EXERCISE
From the line containing "Query: paved road" through the last line of the entries, set down every line exactly and add nothing.

-- Opening Marker --

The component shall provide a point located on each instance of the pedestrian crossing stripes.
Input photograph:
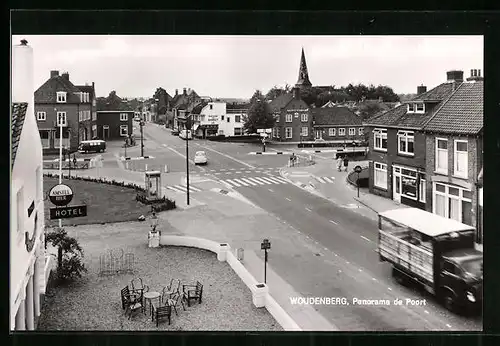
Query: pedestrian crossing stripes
(181, 188)
(254, 181)
(324, 180)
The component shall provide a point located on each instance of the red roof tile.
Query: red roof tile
(462, 113)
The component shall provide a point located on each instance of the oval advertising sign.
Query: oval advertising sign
(61, 195)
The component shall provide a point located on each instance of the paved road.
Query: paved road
(349, 239)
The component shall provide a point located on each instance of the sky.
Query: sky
(236, 66)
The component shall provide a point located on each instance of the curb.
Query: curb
(225, 255)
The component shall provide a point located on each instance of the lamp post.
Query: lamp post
(265, 245)
(141, 124)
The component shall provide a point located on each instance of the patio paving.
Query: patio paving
(93, 302)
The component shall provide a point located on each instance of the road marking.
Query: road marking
(183, 156)
(233, 182)
(249, 181)
(241, 182)
(229, 157)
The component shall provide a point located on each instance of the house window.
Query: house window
(61, 119)
(61, 96)
(441, 155)
(41, 116)
(409, 183)
(304, 131)
(406, 141)
(123, 130)
(453, 203)
(421, 191)
(20, 211)
(380, 139)
(380, 175)
(419, 108)
(460, 159)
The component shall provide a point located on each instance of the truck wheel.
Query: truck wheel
(449, 301)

-- Closing Marker --

WORKED SOLUTION
Query: paved road
(349, 239)
The component shall provide a point located on each instance of the sky.
Query: sky
(236, 66)
The component shall provide a point located on each instance of the curb.
Query: curb
(225, 255)
The component shall provide a point located on each instance of the lamp post.
Query: lamp post
(265, 245)
(141, 124)
The component shall provide a point located on each instance of the patio paving.
Query: patio paving
(93, 302)
The component shall provide a point located on each instance of the road marking.
Query: road marking
(183, 156)
(233, 182)
(249, 181)
(241, 182)
(229, 157)
The component shall provide a point located on each instance of the house window.
Query: house window
(61, 119)
(61, 96)
(441, 155)
(41, 116)
(409, 183)
(304, 131)
(406, 141)
(123, 130)
(453, 203)
(421, 191)
(20, 211)
(380, 139)
(380, 175)
(419, 108)
(460, 159)
The component shall provide a point located on each instance of the truck wheel.
Query: truck wheel
(449, 301)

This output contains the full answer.